Work through the material below and count the lines holding the word "bauble"; give that count and nothing more.

(Beginning of Source material)

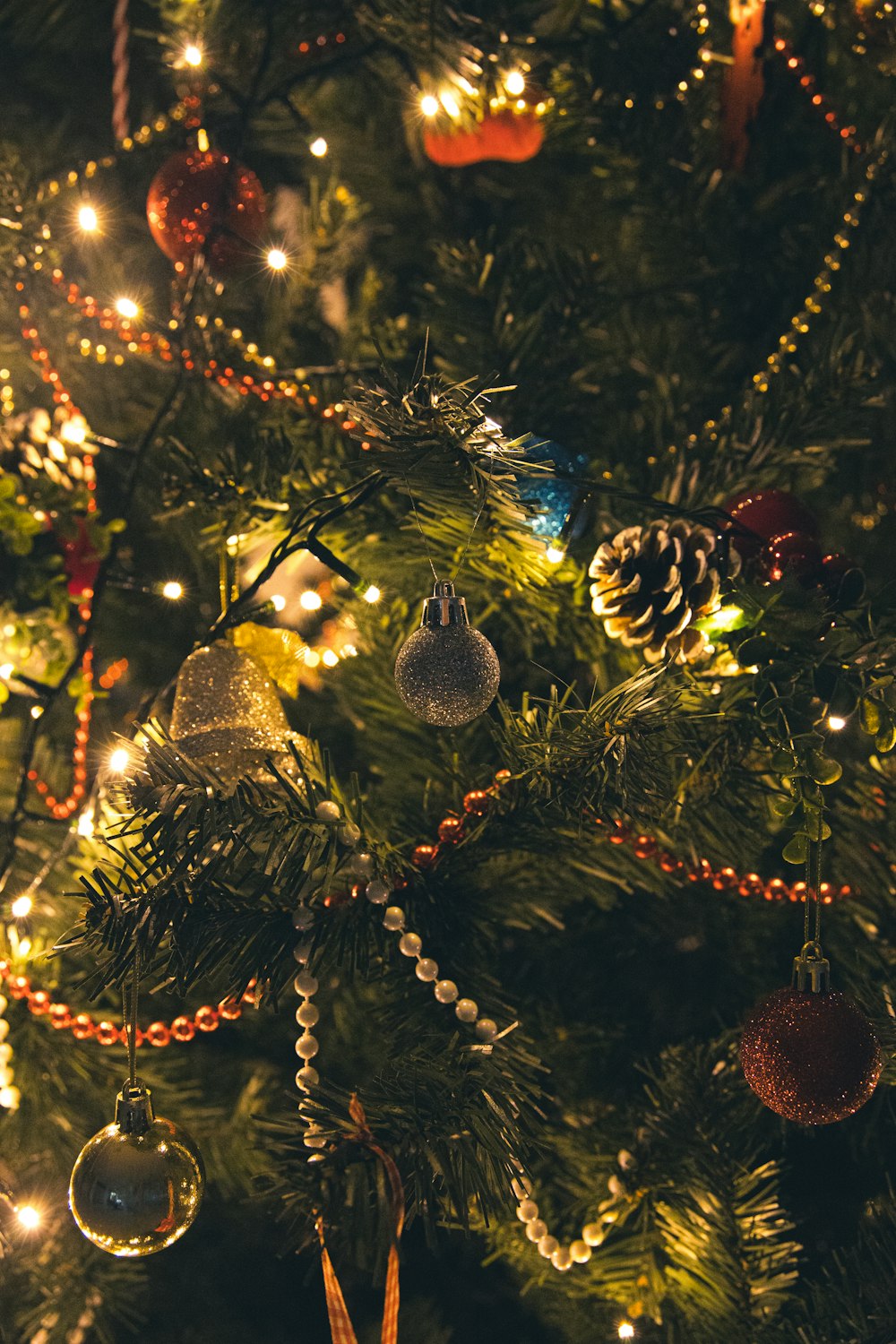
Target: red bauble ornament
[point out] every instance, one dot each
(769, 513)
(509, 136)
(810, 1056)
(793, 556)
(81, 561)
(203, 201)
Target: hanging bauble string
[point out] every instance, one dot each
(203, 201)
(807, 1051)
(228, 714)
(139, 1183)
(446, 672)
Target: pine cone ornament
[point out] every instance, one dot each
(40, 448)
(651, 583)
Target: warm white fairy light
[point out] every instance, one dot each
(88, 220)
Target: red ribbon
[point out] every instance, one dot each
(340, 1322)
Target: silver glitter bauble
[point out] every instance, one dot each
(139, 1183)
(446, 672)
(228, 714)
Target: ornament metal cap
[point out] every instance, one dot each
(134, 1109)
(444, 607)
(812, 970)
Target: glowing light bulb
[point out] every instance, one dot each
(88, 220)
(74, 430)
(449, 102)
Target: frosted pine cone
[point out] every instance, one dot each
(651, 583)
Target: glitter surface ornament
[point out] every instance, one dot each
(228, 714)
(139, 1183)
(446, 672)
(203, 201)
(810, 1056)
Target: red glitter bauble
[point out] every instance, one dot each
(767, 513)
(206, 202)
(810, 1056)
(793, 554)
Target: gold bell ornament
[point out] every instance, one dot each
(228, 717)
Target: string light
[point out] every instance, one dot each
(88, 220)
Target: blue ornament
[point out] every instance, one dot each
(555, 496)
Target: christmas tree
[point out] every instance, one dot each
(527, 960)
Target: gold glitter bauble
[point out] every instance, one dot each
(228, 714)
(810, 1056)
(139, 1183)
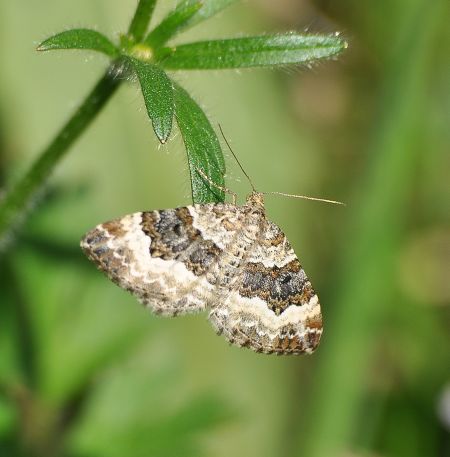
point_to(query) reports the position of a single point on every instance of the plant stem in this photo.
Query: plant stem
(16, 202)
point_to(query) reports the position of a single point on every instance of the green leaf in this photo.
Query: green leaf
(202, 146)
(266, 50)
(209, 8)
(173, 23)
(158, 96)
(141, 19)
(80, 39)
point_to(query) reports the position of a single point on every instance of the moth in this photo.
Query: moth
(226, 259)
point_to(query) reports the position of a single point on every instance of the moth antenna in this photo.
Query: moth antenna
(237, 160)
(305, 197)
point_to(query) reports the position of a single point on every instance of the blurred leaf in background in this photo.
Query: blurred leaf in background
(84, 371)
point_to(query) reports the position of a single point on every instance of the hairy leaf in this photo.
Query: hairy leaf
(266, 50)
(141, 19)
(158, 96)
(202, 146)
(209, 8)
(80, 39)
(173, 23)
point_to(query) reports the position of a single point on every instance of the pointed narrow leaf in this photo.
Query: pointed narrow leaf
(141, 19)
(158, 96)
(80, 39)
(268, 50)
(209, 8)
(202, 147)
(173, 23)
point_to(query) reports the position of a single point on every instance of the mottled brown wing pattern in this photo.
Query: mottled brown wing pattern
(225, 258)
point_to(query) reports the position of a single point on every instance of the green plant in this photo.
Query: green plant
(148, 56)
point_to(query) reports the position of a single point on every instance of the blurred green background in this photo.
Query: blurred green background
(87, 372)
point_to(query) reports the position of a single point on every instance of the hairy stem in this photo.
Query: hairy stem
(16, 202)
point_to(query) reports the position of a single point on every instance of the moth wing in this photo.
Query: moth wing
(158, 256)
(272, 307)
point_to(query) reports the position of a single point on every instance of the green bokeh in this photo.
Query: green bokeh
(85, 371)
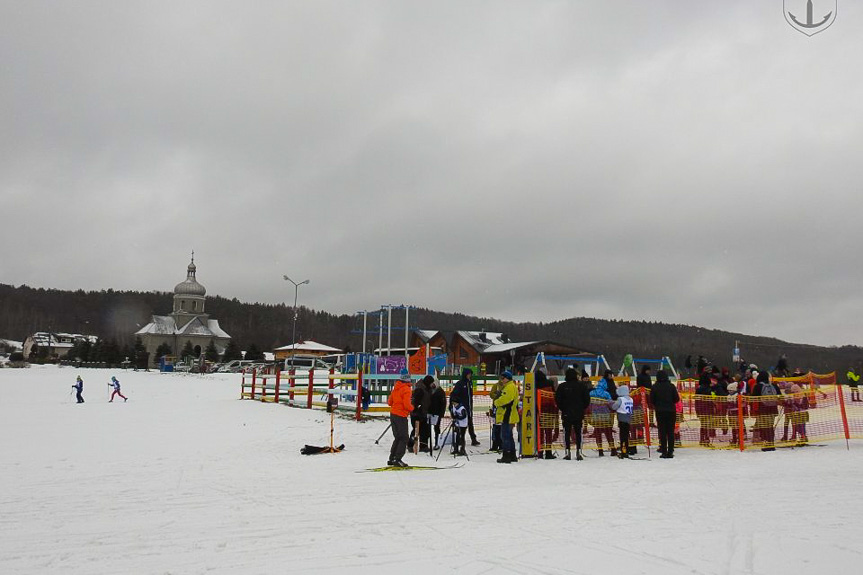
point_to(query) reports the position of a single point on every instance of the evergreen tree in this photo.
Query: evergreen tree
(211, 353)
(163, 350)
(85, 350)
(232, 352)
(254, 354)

(End of Source material)

**Exercise result**. 5